*Text shown*:
_ _ _
No tax may be imposed by a County Register of Deeds under the State Real Estate Transfer Tax Act, 1993 PA 330, MCL 207.521 et seq, upon the filing of an affidavit attesting to a lost deed and related facts unless the affidavit attaches a document that is, or purports to be, the deed or a true copy of the deed.

Opinion No. 7209

October 4, 2007

Ms. Terrie J. Case
Montmorency County Prosecuting Attorney
Montmorency County Courthouse
P.O. Box 789
Atlanta, MI 49709

Dear Ms. Case:

You have requested an opinion concerning the application of the State Real Estate Transfer Tax Act to affidavits filed for recording with the Register of Deeds that attest to lost deeds, including related facts, such as their execution, acknowledgement, and delivery.

The State Real Estate Transfer Tax Act, 1993 PA 330, MCL 207.521 et seq (Act), imposes a state tax upon written instruments transferring an interest in real property. Section 2 of the Act, MCL 207.522, defines the persons and property covered by the Act as follows:

(a) "Person" means an individual, partnership, corporation, limited liability company, association, governmental entity, or other legal entity. If used in a penalty clause, person includes the partners or members of a firm, a partnership, or an association and the officers of a corporation.

(b) "Property" includes land, tenements, real estate, and real property and all rights to and interests in land, tenements, real estate, or real property.
_ _ _
*Given task*: Reproduce the transfer tax opinion in full, word for word. The rows below have no connection to the transfer tax opinion.
_ _ _
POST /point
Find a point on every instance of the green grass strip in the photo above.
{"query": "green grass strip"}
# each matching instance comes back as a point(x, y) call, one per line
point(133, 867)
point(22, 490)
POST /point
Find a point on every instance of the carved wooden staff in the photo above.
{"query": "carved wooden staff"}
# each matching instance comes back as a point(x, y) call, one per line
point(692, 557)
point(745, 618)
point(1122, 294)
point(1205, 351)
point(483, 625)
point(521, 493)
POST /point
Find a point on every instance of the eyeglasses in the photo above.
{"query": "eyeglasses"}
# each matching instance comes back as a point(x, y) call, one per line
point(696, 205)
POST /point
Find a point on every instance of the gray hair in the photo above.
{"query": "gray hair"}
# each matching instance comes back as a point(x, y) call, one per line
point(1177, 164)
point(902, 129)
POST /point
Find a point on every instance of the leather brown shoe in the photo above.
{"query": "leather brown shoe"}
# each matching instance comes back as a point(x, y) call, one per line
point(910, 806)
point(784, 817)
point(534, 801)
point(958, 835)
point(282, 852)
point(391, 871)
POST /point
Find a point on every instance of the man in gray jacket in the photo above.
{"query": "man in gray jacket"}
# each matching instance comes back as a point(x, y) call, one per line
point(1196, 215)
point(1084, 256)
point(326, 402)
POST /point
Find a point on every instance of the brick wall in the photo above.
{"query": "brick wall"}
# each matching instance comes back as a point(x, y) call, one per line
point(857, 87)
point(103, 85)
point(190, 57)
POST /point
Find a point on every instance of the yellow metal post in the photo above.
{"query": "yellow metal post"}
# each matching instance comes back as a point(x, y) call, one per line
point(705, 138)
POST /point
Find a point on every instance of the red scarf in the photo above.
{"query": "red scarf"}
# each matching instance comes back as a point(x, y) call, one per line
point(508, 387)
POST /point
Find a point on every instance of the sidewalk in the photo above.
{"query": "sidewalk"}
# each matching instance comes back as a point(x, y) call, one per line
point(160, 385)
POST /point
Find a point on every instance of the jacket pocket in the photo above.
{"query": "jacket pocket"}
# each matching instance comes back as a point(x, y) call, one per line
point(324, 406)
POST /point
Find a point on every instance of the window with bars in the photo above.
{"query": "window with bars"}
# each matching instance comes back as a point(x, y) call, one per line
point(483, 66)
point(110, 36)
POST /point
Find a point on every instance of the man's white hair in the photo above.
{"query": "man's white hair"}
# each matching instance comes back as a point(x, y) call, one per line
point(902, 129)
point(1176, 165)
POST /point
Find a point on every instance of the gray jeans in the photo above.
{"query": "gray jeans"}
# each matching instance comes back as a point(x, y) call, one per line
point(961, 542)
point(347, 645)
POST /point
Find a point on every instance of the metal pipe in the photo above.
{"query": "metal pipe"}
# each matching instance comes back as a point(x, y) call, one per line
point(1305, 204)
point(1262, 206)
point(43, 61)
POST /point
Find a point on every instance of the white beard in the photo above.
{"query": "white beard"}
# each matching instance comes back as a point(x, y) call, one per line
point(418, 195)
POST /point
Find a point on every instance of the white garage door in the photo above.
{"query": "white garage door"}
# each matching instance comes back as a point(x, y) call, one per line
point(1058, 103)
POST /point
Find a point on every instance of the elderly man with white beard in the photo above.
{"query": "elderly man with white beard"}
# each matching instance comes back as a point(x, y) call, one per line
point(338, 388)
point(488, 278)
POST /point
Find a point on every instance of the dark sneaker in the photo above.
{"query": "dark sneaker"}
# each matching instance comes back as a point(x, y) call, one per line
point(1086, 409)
_ _ _
*Response to the exercise*:
No tax may be imposed by a County Register of Deeds under the State Real Estate Transfer Tax Act, 1993 PA 330, MCL 207.521 et seq, upon the filing of an affidavit attesting to a lost deed and related facts unless the affidavit attaches a document that is, or purports to be, the deed or a true copy of the deed.

Opinion No. 7209

October 4, 2007

Ms. Terrie J. Case
Montmorency County Prosecuting Attorney
Montmorency County Courthouse
P.O. Box 789
Atlanta, MI 49709

Dear Ms. Case:

You have requested an opinion concerning the application of the State Real Estate Transfer Tax Act to affidavits filed for recording with the Register of Deeds that attest to lost deeds, including related facts, such as their execution, acknowledgement, and delivery.

The State Real Estate Transfer Tax Act, 1993 PA 330, MCL 207.521 et seq (Act), imposes a state tax upon written instruments transferring an interest in real property. Section 2 of the Act, MCL 207.522, defines the persons and property covered by the Act as follows:

(a) "Person" means an individual, partnership, corporation, limited liability company, association, governmental entity, or other legal entity. If used in a penalty clause, person includes the partners or members of a firm, a partnership, or an association and the officers of a corporation.

(b) "Property" includes land, tenements, real estate, and real property and all rights to and interests in land, tenements, real estate, or real property.